START Exercise text

Australians who leave school without a school certificate are more than twice as likely to have a heart attack as those with a university degree. Image Credit: Flickr/Sharon Sinclair
People who leave school without a school certificate are more than twice as likely to have a heart attack as those with a university degree, according to groundbreaking new Australian research from the largest ongoing study of healthy ageing in the Southern Hemisphere, the Sax Institute’s 45 and Up Study.
Researchers investigated the links between education and cardiovascular disease events (such as a heart attack or stroke) by following 267,153 men and women in the state of New South Wales aged over 45, who are part of the Sax Institute’s 45 and Up Study, for over five years. The results were published in the International Journal for Equity in Health and were the subject of discussion today at the Cardiovascular Disease Inequalities Partnership Project meeting in the nation’s capital, Canberra.

END Exercise text
START Supplied material

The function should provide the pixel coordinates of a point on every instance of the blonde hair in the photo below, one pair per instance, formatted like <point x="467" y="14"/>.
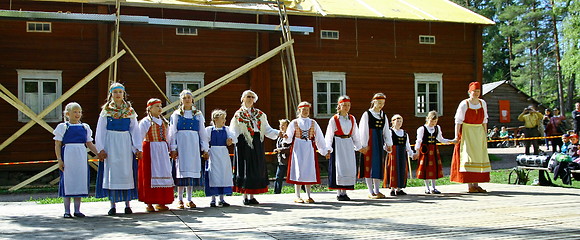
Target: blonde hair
<point x="181" y="96"/>
<point x="431" y="115"/>
<point x="216" y="113"/>
<point x="343" y="97"/>
<point x="110" y="95"/>
<point x="304" y="103"/>
<point x="70" y="107"/>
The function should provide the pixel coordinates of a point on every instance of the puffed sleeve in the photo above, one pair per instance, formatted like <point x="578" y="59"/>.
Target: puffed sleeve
<point x="364" y="129"/>
<point x="59" y="132"/>
<point x="101" y="133"/>
<point x="89" y="132"/>
<point x="290" y="131"/>
<point x="329" y="137"/>
<point x="268" y="130"/>
<point x="319" y="137"/>
<point x="460" y="113"/>
<point x="420" y="132"/>
<point x="172" y="134"/>
<point x="356" y="137"/>
<point x="136" y="135"/>
<point x="202" y="133"/>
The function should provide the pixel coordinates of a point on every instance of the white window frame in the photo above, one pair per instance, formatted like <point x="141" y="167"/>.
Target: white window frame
<point x="327" y="77"/>
<point x="185" y="77"/>
<point x="40" y="76"/>
<point x="331" y="32"/>
<point x="429" y="78"/>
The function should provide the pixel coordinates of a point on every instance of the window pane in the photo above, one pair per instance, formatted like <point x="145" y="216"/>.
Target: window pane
<point x="176" y="89"/>
<point x="432" y="88"/>
<point x="335" y="87"/>
<point x="192" y="86"/>
<point x="31" y="87"/>
<point x="49" y="87"/>
<point x="321" y="87"/>
<point x="421" y="87"/>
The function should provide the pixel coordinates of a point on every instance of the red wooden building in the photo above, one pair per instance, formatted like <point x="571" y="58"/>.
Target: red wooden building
<point x="421" y="54"/>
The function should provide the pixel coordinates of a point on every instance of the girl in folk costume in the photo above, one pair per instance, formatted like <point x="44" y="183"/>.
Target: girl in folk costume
<point x="342" y="140"/>
<point x="218" y="177"/>
<point x="70" y="141"/>
<point x="249" y="126"/>
<point x="470" y="162"/>
<point x="430" y="167"/>
<point x="374" y="135"/>
<point x="155" y="180"/>
<point x="118" y="137"/>
<point x="396" y="167"/>
<point x="306" y="137"/>
<point x="187" y="137"/>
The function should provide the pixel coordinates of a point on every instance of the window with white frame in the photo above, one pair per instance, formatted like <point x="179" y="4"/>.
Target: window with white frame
<point x="38" y="89"/>
<point x="328" y="86"/>
<point x="179" y="81"/>
<point x="428" y="93"/>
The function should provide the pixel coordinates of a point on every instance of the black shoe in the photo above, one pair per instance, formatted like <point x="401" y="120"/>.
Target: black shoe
<point x="112" y="212"/>
<point x="79" y="215"/>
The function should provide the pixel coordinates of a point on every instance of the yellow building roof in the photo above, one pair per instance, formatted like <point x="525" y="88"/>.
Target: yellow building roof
<point x="408" y="10"/>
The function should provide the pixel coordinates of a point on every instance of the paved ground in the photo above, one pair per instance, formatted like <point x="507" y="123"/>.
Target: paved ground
<point x="506" y="212"/>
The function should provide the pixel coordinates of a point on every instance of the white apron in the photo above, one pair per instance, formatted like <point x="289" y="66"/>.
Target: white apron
<point x="160" y="165"/>
<point x="345" y="161"/>
<point x="302" y="165"/>
<point x="188" y="163"/>
<point x="75" y="169"/>
<point x="220" y="167"/>
<point x="118" y="174"/>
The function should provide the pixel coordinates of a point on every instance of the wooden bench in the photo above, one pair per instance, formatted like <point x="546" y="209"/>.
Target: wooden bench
<point x="527" y="170"/>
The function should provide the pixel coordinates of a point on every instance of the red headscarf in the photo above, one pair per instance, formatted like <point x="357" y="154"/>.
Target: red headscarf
<point x="474" y="86"/>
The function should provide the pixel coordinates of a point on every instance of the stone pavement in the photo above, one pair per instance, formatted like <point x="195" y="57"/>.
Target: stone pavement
<point x="506" y="212"/>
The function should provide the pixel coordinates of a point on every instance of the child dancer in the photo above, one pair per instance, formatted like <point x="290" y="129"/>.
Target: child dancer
<point x="430" y="167"/>
<point x="155" y="180"/>
<point x="187" y="139"/>
<point x="119" y="138"/>
<point x="282" y="150"/>
<point x="342" y="140"/>
<point x="396" y="167"/>
<point x="70" y="139"/>
<point x="218" y="177"/>
<point x="306" y="137"/>
<point x="374" y="135"/>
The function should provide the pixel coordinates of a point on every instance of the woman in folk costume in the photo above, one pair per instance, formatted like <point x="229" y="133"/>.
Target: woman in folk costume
<point x="430" y="167"/>
<point x="306" y="137"/>
<point x="249" y="126"/>
<point x="342" y="140"/>
<point x="187" y="137"/>
<point x="374" y="135"/>
<point x="470" y="163"/>
<point x="118" y="137"/>
<point x="71" y="139"/>
<point x="155" y="179"/>
<point x="218" y="172"/>
<point x="396" y="167"/>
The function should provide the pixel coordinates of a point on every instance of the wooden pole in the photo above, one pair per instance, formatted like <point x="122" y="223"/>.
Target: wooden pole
<point x="143" y="68"/>
<point x="62" y="98"/>
<point x="34" y="178"/>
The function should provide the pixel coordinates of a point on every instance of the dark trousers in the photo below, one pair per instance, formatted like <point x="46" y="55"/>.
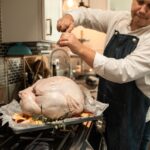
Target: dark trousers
<point x="146" y="137"/>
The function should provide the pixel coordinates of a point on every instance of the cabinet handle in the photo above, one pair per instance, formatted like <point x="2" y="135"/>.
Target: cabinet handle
<point x="49" y="26"/>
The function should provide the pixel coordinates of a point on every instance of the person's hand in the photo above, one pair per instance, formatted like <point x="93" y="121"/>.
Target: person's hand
<point x="65" y="24"/>
<point x="69" y="40"/>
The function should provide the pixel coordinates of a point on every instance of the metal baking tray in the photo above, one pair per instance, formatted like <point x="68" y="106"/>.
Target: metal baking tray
<point x="55" y="124"/>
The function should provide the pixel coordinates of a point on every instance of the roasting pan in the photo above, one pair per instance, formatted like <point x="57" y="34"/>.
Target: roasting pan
<point x="13" y="107"/>
<point x="55" y="124"/>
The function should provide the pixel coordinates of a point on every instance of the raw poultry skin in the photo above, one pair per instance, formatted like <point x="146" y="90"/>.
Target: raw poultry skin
<point x="55" y="97"/>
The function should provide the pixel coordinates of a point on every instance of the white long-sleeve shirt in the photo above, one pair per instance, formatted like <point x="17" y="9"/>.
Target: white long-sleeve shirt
<point x="136" y="65"/>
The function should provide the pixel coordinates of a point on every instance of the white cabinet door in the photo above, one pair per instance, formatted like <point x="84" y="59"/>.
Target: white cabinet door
<point x="52" y="12"/>
<point x="30" y="20"/>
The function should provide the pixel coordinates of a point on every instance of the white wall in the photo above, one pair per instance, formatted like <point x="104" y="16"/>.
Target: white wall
<point x="119" y="4"/>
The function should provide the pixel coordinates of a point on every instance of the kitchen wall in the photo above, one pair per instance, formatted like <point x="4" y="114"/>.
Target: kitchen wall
<point x="10" y="74"/>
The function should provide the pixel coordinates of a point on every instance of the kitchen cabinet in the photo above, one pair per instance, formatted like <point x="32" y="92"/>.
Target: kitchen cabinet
<point x="30" y="20"/>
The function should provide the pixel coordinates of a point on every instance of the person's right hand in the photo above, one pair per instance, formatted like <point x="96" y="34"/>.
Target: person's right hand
<point x="65" y="24"/>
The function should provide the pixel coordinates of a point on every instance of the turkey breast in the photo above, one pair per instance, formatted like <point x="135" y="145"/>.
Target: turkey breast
<point x="55" y="97"/>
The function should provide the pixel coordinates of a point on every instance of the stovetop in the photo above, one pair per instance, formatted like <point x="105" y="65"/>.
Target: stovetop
<point x="75" y="137"/>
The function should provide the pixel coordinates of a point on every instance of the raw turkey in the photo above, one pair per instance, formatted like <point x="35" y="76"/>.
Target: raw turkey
<point x="55" y="97"/>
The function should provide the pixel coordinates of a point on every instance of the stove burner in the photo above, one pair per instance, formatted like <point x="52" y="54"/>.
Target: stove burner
<point x="71" y="138"/>
<point x="38" y="146"/>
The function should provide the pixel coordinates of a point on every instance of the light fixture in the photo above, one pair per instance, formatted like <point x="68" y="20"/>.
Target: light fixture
<point x="69" y="4"/>
<point x="82" y="4"/>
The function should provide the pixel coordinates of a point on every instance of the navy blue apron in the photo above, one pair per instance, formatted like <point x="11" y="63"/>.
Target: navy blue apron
<point x="125" y="117"/>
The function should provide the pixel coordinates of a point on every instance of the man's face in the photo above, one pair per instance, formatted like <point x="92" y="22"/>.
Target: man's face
<point x="140" y="13"/>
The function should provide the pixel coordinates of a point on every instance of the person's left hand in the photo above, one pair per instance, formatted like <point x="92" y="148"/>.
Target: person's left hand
<point x="69" y="40"/>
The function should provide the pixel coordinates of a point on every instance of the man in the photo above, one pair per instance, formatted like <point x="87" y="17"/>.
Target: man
<point x="124" y="69"/>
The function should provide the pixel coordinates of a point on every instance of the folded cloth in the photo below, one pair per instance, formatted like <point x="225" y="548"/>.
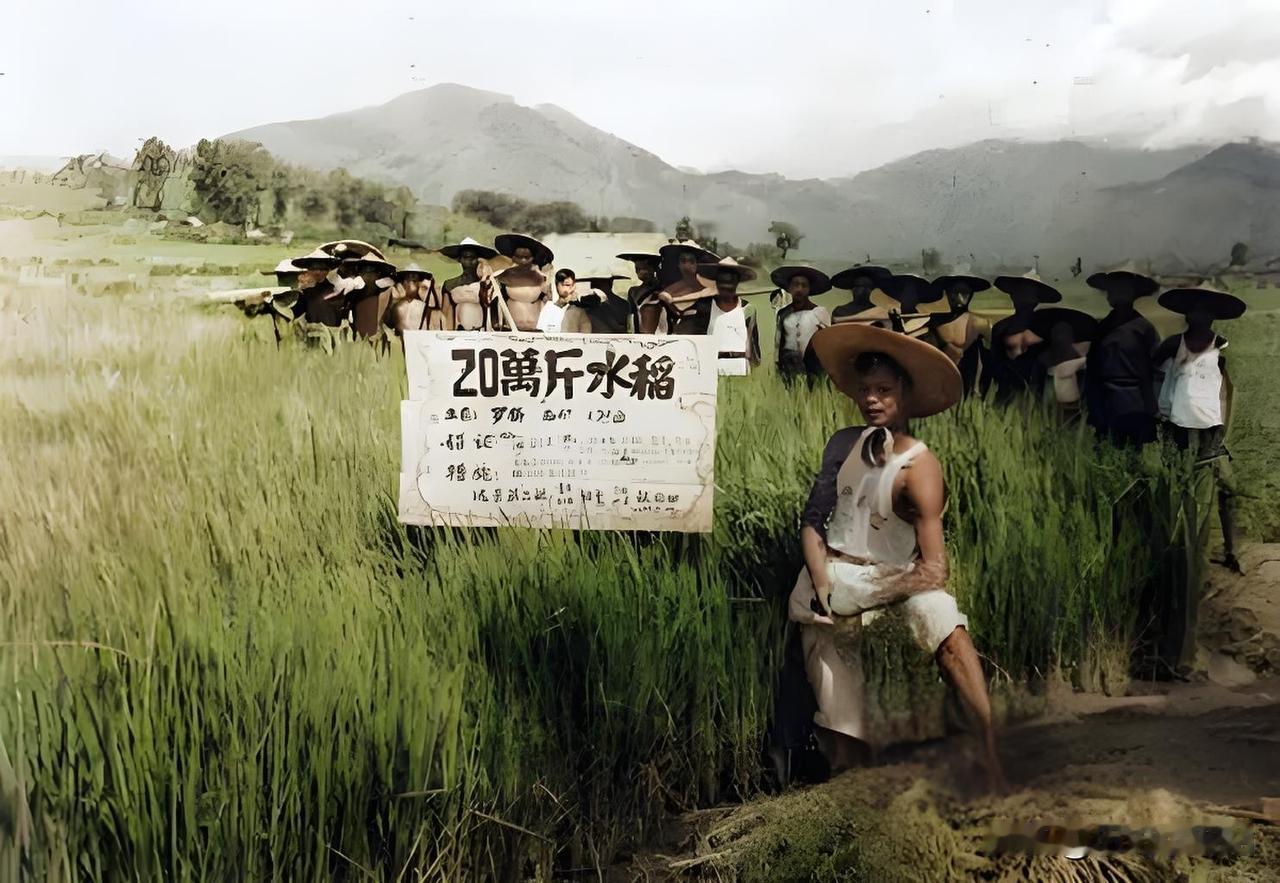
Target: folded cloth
<point x="856" y="588"/>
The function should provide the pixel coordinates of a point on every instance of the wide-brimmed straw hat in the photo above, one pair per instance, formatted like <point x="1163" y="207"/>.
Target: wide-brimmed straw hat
<point x="455" y="251"/>
<point x="639" y="256"/>
<point x="600" y="275"/>
<point x="673" y="250"/>
<point x="712" y="269"/>
<point x="1124" y="273"/>
<point x="412" y="269"/>
<point x="1084" y="326"/>
<point x="348" y="248"/>
<point x="818" y="280"/>
<point x="1031" y="284"/>
<point x="316" y="260"/>
<point x="1214" y="301"/>
<point x="507" y="243"/>
<point x="901" y="283"/>
<point x="935" y="379"/>
<point x="284" y="268"/>
<point x="949" y="282"/>
<point x="845" y="279"/>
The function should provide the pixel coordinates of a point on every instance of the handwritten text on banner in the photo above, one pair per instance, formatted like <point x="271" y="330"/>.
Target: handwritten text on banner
<point x="548" y="430"/>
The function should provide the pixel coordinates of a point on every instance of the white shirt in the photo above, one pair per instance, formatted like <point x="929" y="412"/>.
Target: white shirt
<point x="730" y="332"/>
<point x="800" y="325"/>
<point x="1066" y="385"/>
<point x="549" y="318"/>
<point x="1192" y="393"/>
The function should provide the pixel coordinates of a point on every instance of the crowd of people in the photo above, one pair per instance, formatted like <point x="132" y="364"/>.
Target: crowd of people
<point x="872" y="529"/>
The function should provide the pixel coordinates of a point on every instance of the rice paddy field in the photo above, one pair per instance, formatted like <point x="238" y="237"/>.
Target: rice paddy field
<point x="223" y="658"/>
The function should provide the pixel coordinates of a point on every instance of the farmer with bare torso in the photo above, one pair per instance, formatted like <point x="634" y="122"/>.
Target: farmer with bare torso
<point x="872" y="535"/>
<point x="645" y="306"/>
<point x="959" y="332"/>
<point x="319" y="300"/>
<point x="416" y="303"/>
<point x="860" y="282"/>
<point x="731" y="321"/>
<point x="1015" y="348"/>
<point x="466" y="296"/>
<point x="525" y="287"/>
<point x="685" y="296"/>
<point x="799" y="320"/>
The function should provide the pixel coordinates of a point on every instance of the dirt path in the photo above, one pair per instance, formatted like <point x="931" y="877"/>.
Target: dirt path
<point x="1176" y="756"/>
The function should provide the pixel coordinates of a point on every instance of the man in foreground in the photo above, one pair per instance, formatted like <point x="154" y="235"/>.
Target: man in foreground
<point x="872" y="535"/>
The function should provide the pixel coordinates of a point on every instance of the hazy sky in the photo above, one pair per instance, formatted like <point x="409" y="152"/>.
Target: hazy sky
<point x="804" y="87"/>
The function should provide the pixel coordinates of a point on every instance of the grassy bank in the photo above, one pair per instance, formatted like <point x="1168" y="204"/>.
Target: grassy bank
<point x="224" y="659"/>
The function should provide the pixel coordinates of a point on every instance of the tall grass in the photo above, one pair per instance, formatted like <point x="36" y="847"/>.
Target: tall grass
<point x="224" y="659"/>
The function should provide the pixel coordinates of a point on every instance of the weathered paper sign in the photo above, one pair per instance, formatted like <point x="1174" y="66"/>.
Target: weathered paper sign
<point x="545" y="430"/>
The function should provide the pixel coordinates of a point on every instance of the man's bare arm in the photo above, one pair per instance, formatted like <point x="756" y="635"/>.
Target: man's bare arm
<point x="926" y="492"/>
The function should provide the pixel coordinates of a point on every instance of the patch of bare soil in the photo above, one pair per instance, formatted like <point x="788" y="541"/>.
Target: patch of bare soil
<point x="1240" y="617"/>
<point x="1175" y="756"/>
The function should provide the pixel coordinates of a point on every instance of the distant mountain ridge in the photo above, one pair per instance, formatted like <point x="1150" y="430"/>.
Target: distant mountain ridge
<point x="1002" y="201"/>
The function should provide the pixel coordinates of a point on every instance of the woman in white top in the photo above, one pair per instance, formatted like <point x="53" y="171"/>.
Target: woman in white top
<point x="799" y="320"/>
<point x="872" y="534"/>
<point x="1068" y="334"/>
<point x="1196" y="390"/>
<point x="731" y="323"/>
<point x="551" y="320"/>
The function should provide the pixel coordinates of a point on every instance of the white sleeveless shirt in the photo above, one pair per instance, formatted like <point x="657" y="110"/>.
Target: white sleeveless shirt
<point x="864" y="524"/>
<point x="1191" y="396"/>
<point x="728" y="329"/>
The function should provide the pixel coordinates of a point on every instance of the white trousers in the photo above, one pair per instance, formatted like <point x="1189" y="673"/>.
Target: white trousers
<point x="832" y="653"/>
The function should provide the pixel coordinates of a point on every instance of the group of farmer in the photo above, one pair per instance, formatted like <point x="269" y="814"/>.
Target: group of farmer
<point x="681" y="288"/>
<point x="872" y="527"/>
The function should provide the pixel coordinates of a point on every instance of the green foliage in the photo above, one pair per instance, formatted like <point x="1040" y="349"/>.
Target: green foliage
<point x="512" y="213"/>
<point x="225" y="659"/>
<point x="229" y="178"/>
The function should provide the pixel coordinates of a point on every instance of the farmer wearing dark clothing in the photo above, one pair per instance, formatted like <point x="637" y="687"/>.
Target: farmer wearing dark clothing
<point x="1196" y="392"/>
<point x="1015" y="348"/>
<point x="1119" y="376"/>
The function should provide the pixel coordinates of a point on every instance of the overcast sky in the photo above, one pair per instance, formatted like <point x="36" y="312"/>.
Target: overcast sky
<point x="804" y="87"/>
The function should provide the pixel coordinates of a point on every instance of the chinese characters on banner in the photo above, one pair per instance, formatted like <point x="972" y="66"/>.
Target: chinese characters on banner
<point x="547" y="430"/>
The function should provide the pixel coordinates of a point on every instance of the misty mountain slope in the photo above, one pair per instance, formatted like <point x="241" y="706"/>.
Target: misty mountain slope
<point x="1002" y="201"/>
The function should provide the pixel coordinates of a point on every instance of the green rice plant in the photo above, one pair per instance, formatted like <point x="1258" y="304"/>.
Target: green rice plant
<point x="223" y="658"/>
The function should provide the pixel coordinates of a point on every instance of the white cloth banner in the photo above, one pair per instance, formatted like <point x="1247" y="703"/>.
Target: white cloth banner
<point x="558" y="430"/>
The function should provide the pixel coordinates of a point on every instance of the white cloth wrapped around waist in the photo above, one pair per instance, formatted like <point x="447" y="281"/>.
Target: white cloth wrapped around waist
<point x="856" y="588"/>
<point x="932" y="614"/>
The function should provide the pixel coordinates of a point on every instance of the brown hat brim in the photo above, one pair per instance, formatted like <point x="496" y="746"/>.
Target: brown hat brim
<point x="1041" y="291"/>
<point x="1083" y="325"/>
<point x="947" y="283"/>
<point x="507" y="243"/>
<point x="1104" y="280"/>
<point x="845" y="279"/>
<point x="818" y="280"/>
<point x="935" y="379"/>
<point x="1220" y="305"/>
<point x="899" y="284"/>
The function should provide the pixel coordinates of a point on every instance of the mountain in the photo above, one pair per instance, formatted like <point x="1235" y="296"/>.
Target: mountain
<point x="1002" y="201"/>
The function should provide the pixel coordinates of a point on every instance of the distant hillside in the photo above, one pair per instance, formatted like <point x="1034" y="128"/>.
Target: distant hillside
<point x="1001" y="201"/>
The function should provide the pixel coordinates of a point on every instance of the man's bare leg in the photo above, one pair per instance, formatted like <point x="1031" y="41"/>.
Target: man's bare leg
<point x="841" y="751"/>
<point x="958" y="659"/>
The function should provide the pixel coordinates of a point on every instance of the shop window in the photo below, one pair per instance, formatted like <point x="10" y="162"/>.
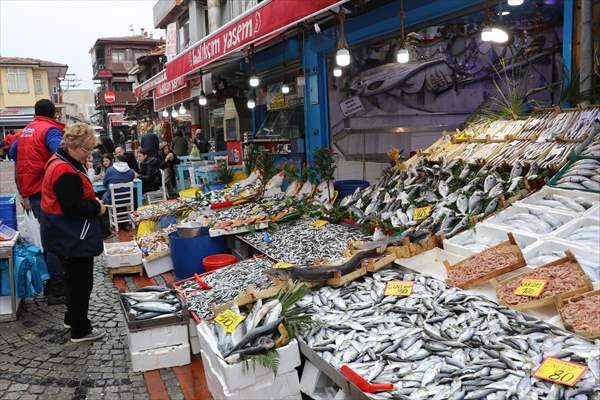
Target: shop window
<point x="17" y="80"/>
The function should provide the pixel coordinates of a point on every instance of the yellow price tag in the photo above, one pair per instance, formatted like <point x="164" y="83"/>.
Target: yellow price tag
<point x="559" y="371"/>
<point x="320" y="223"/>
<point x="399" y="288"/>
<point x="229" y="320"/>
<point x="421" y="213"/>
<point x="531" y="287"/>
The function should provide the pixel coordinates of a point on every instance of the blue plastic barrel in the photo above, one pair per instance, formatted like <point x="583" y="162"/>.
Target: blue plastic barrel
<point x="187" y="253"/>
<point x="8" y="210"/>
<point x="346" y="188"/>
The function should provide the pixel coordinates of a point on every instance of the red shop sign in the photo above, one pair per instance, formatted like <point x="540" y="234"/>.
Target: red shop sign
<point x="266" y="18"/>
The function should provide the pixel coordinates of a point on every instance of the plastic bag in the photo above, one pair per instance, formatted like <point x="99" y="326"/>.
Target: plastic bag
<point x="29" y="230"/>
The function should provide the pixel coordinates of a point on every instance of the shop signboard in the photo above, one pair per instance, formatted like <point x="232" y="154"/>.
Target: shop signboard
<point x="263" y="20"/>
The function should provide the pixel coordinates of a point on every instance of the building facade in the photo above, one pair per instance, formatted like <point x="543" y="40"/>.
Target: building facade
<point x="23" y="81"/>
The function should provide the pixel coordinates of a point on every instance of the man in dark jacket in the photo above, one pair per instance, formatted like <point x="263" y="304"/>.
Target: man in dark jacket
<point x="149" y="172"/>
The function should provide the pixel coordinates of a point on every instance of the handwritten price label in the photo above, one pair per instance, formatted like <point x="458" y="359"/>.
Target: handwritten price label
<point x="229" y="320"/>
<point x="421" y="213"/>
<point x="320" y="223"/>
<point x="531" y="287"/>
<point x="559" y="371"/>
<point x="399" y="288"/>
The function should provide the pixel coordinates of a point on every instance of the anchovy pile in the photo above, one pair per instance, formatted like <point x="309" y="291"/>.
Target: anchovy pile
<point x="226" y="283"/>
<point x="442" y="343"/>
<point x="583" y="175"/>
<point x="299" y="242"/>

END Supplied material

### Required action A
In the heart attack study text, how many people did researchers follow?
### Required action B
Do these statements agree with the heart attack study text? (i) Participants were followed for more than five years. (ii) The results appeared in the Medical Journal of Australia. (iii) The meeting took place in Sydney.
### Required action C
How would you put this sentence from the heart attack study text into Spanish: "The results were published in the International Journal for Equity in Health and were the subject of discussion today at the Cardiovascular Disease Inequalities Partnership Project meeting in the nation’s capital, Canberra."?
None of the rows matter here.

### Written solution A
267,153 men and women in New South Wales aged over 45.

### Written solution B
(i) Yes: "for over five years"
(ii) No: "published in the International Journal for Equity in Health"
(iii) No: "in the nation’s capital, Canberra"

### Written solution C
Los resultados se publicaron en el International Journal for Equity in Health y fueron objeto de debate hoy en la reunión del Cardiovascular Disease Inequalities Partnership Project en la capital del país, Canberra.